= PROMPT =
Rewrite all the records below, swapping every "Target" for "Object" and keeping everything else the same. Leave out the pictures.

*****

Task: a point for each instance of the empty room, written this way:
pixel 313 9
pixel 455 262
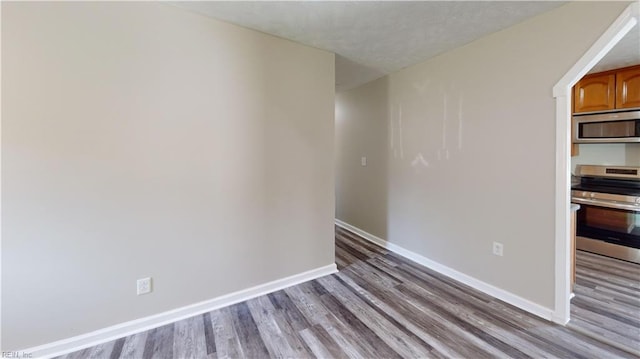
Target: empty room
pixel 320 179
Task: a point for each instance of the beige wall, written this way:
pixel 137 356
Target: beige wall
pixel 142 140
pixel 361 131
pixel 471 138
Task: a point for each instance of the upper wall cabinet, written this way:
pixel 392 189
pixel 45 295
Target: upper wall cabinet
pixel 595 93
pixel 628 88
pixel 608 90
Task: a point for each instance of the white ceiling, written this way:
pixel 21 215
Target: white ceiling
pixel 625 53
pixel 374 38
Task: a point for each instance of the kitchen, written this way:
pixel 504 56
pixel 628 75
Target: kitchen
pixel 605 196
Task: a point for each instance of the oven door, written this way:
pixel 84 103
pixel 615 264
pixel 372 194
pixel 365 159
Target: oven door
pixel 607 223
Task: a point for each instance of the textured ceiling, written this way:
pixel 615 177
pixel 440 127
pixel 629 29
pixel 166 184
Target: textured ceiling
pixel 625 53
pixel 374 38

*****

= FULL ANSWER =
Task: a point for each instance of the empty room, written this way:
pixel 313 9
pixel 455 262
Object: empty room
pixel 320 179
Task: a point for each instance of the beige wall, written this way:
pixel 137 356
Object: beige wall
pixel 142 140
pixel 361 131
pixel 471 138
Task: a point for each instance of the upper wall cabinet, written this way:
pixel 392 189
pixel 45 295
Object: upper wall cabinet
pixel 595 93
pixel 628 88
pixel 608 90
Task: a point for each instance of the white ceiling, written this way:
pixel 21 215
Object: white ceiling
pixel 625 53
pixel 374 38
Task: a point for each instance of the kitchen, written this way:
pixel 504 56
pixel 628 75
Object: kitchen
pixel 605 196
Task: a point for each instance of the oven door, written this way:
pixel 84 103
pixel 615 264
pixel 372 194
pixel 365 159
Object: oven door
pixel 607 223
Task: a point for each instance of the textured ceiling, written this way:
pixel 615 177
pixel 440 127
pixel 629 29
pixel 166 184
Object: textured ceiling
pixel 625 53
pixel 374 38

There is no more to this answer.